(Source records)
┏━━

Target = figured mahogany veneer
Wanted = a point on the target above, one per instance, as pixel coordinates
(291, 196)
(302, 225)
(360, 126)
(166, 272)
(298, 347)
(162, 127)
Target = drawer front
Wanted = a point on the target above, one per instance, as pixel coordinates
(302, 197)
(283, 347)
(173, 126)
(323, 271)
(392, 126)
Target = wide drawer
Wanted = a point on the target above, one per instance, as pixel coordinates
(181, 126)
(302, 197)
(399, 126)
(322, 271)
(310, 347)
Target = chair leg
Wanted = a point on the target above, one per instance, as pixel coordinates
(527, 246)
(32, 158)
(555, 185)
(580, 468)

┗━━
┏━━

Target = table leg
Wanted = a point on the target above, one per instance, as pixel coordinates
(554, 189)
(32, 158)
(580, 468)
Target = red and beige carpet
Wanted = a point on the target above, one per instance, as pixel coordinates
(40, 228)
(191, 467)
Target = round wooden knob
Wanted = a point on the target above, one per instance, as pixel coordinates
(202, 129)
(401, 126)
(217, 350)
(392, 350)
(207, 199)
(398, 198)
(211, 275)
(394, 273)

┗━━
┏━━

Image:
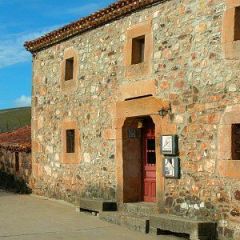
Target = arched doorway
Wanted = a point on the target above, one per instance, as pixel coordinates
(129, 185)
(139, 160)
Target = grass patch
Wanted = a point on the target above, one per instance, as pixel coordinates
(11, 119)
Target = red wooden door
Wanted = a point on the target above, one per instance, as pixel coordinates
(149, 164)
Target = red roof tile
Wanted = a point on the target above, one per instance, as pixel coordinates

┗━━

### To do
Gather up every line in the data above that contains the word "drawer", copying each one.

### Problem solution
Target = drawer front
Target = wide drawer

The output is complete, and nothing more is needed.